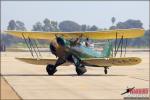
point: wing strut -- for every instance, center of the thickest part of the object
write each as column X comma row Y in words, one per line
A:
column 117, row 48
column 32, row 46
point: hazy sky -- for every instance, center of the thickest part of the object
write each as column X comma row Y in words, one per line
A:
column 97, row 13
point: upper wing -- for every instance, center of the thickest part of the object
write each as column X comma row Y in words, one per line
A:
column 108, row 34
column 101, row 62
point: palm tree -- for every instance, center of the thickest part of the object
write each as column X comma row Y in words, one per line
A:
column 113, row 19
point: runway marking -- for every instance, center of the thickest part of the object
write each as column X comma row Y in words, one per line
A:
column 139, row 78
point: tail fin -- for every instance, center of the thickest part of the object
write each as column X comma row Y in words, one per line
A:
column 107, row 49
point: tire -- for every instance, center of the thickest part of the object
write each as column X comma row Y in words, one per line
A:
column 51, row 69
column 81, row 70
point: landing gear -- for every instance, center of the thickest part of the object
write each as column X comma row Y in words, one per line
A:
column 51, row 69
column 80, row 68
column 105, row 70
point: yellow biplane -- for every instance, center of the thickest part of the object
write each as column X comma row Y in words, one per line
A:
column 75, row 48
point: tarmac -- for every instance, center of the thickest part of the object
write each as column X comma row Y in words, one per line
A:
column 20, row 80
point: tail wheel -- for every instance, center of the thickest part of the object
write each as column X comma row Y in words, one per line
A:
column 51, row 69
column 81, row 70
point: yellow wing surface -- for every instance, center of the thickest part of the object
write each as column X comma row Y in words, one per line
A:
column 40, row 61
column 125, row 61
column 107, row 34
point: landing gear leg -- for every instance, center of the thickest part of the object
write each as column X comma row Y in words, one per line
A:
column 51, row 69
column 80, row 68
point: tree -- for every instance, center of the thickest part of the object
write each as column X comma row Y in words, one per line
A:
column 54, row 25
column 47, row 25
column 11, row 25
column 69, row 26
column 37, row 27
column 113, row 19
column 20, row 26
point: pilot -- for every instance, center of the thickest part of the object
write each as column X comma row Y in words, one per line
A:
column 89, row 43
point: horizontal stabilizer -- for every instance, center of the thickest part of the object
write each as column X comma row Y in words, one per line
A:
column 101, row 62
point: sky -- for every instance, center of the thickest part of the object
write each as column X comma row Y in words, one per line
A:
column 97, row 13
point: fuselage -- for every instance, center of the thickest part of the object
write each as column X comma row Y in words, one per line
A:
column 62, row 48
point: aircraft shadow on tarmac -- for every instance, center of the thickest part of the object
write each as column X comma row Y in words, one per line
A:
column 62, row 75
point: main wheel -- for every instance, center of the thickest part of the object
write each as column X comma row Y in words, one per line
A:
column 51, row 69
column 80, row 70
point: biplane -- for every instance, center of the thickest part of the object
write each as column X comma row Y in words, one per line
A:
column 68, row 47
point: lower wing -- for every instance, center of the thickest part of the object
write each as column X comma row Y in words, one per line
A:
column 41, row 61
column 95, row 62
column 101, row 62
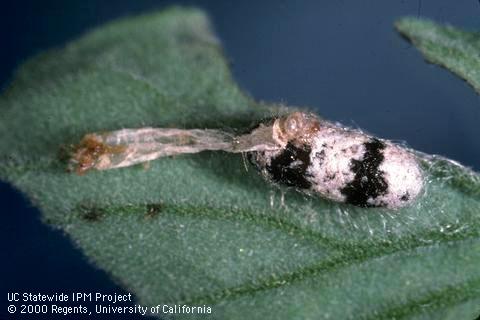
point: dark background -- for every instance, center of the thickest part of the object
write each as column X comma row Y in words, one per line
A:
column 342, row 58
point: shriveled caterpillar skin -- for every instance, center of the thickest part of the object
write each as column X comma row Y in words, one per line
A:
column 341, row 164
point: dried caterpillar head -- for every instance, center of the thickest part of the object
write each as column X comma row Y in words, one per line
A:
column 339, row 164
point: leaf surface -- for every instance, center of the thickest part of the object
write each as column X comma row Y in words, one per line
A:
column 452, row 48
column 202, row 229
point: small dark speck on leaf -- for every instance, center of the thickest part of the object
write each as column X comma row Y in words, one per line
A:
column 92, row 214
column 153, row 210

━━━━

EXERCISE DIRECTIONS – Reproduce verbatim the lines of the listing between the line holding "point: fuselage -- for" and the line holding "column 62, row 75", inclusive.

SOLUTION FOR THIS TASK –
point: fuselage -- for every instance, center of the thickest part of the object
write each as column X comma row Y in words, one per line
A:
column 62, row 48
point: aircraft shadow on tarmac -- for every instance, center of the thickest part of the object
write each as column X comma row Y in words, one per line
A:
column 62, row 75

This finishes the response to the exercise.